• Exercise aim:
Your answer must contain each line of the data, copied exactly.

START Available data

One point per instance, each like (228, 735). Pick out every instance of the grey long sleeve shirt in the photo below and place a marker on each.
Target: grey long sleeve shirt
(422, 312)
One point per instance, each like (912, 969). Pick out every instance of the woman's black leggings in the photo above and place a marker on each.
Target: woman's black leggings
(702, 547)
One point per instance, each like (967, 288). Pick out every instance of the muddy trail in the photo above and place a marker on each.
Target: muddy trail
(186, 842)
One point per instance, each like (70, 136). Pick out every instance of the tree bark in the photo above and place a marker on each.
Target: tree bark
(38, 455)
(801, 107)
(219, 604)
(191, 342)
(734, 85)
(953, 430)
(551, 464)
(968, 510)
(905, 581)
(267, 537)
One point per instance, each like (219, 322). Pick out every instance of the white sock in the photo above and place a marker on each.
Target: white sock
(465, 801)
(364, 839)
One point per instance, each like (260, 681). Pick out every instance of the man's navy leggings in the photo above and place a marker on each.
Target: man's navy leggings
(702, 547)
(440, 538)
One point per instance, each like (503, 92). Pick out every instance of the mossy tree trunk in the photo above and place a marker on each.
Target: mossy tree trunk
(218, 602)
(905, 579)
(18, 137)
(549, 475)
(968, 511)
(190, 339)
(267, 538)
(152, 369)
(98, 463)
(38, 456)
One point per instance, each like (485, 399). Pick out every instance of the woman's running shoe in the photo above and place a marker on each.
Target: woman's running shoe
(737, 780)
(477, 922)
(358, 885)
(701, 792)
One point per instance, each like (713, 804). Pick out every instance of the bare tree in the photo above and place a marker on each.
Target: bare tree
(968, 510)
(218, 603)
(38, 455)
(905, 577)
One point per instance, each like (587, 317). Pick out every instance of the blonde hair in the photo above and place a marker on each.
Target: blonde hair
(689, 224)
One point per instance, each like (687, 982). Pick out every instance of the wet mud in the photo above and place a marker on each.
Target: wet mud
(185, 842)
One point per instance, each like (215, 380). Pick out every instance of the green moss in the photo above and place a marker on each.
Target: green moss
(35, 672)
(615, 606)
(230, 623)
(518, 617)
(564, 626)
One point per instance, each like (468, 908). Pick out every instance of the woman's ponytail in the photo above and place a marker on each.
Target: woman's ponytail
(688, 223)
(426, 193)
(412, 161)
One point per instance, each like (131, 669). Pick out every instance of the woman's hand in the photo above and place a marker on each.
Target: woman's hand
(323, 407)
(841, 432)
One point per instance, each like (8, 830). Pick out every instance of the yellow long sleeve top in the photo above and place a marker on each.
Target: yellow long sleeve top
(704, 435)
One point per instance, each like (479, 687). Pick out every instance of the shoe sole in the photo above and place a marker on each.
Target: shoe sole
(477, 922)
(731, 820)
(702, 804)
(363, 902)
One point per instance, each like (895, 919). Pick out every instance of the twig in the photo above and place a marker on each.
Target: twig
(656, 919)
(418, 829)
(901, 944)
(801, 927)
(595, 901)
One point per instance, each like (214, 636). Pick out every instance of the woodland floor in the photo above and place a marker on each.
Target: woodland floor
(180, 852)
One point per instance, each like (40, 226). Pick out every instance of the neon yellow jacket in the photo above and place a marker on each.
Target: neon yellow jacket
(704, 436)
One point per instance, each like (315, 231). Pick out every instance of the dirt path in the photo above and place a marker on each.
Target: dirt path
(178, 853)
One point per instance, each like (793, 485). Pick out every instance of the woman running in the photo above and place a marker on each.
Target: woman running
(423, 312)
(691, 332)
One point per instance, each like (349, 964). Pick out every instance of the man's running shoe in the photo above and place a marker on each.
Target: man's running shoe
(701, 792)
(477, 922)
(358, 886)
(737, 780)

END Available data

• Task output:
One point per instance, each like (228, 735). Pick out every instance of the grey long sleeve shirt in the photo below and place a marker on each.
Target: grey long sleeve shirt
(422, 312)
One point per instance, each like (912, 969). Pick out every instance of the woman's black leggings in the photo above and place a marker on each.
Target: woman's black leggings
(702, 547)
One point per instance, each like (967, 288). Pick out every instance of the muddy trail in the photo above and place a marker on each.
Target: muddy trail
(186, 842)
One point per instance, each like (70, 136). Pick out every instance of the tree bark in the photo above and place a marker on each.
Target: tree bark
(38, 455)
(801, 107)
(219, 604)
(191, 342)
(734, 85)
(953, 430)
(551, 464)
(968, 510)
(905, 581)
(267, 537)
One point per instance, each like (219, 322). Pick out every instance of the white sock in the photo above and place a marker on each.
Target: white sock
(465, 801)
(364, 839)
One point per instance, each like (260, 681). Pick out every instance of the man's navy leggings in the photo above and place a marker on each.
Target: man's navy leggings
(702, 547)
(440, 538)
One point per instance, each like (503, 92). Pick out every instance of the mossy tree trunk in the photo above and place a marker on each.
Target: mossy tree trunk
(218, 602)
(905, 579)
(18, 137)
(549, 475)
(968, 511)
(190, 339)
(267, 538)
(152, 369)
(98, 463)
(38, 456)
One point per instance, each like (485, 399). Pick out every instance of the woman's running shoe in the photo above and place a marker on each.
Target: woman's running shoe
(737, 780)
(477, 922)
(358, 885)
(701, 792)
One point per instance, each like (713, 804). Pick out every instance of the bare tree in the photo above and place a marker on each.
Target: bare tree
(968, 510)
(218, 603)
(38, 455)
(905, 577)
One point per instance, each like (587, 317). Pick out every instance of the blonde hair in the photo above and place a marker on each.
Target: blonde hair
(689, 224)
One point per instance, each like (687, 982). Pick out every instance of the wet mud in the photo above and place a marker on each.
Target: wet mud
(185, 842)
One point per instance, each like (215, 380). Pick out every instance of the green moss in the photo above and place a marker on each.
Target: green moss
(35, 672)
(615, 606)
(230, 623)
(518, 617)
(564, 626)
One point per instance, each like (468, 908). Pick out every instance of the woman's ponytail in the photo above and place a marker on each.
Target: woman's ponytail
(688, 223)
(426, 193)
(412, 161)
One point per instance, each like (131, 669). Pick out every instance of the woman's hand in the photo above and place a marker on each.
Target: woman's hand
(323, 407)
(841, 432)
One point per instance, each like (8, 830). Pick out every instance of the yellow long sleeve top in the photo above and place a marker on each.
Target: yellow long sleeve top
(704, 435)
One point per instance, each like (479, 687). Pick out every instance of the shoe sole in the photo above and place a marker on each.
Target: shoe sole
(477, 922)
(731, 820)
(702, 804)
(363, 902)
One point per instance, each like (895, 919). Pick out every instance of the twig in the photo above and place a marker on each.
Target: twig
(656, 919)
(418, 829)
(901, 944)
(801, 927)
(595, 901)
One point per instance, each like (214, 636). Pick out every instance of the woodland floor in the photo above and place a marker on each.
Target: woodland floor
(180, 852)
One point per instance, each like (40, 226). Pick out every instance of the neon yellow jacket in the photo above and place a marker on each.
Target: neon yellow jacket
(704, 436)
One point per instance, each like (315, 231). Pick out every instance of the dirt path in the photo above and place a marker on each.
Target: dirt path
(178, 853)
One point per instance, each like (793, 485). Pick out every instance of the woman running in the photo above and place a marker on each.
Target: woman running
(423, 312)
(691, 332)
One point per instance, each like (349, 964). Pick out every instance of the man's running shoe in the photo above and place a marker on each.
Target: man's running shoe
(701, 792)
(477, 922)
(358, 886)
(737, 780)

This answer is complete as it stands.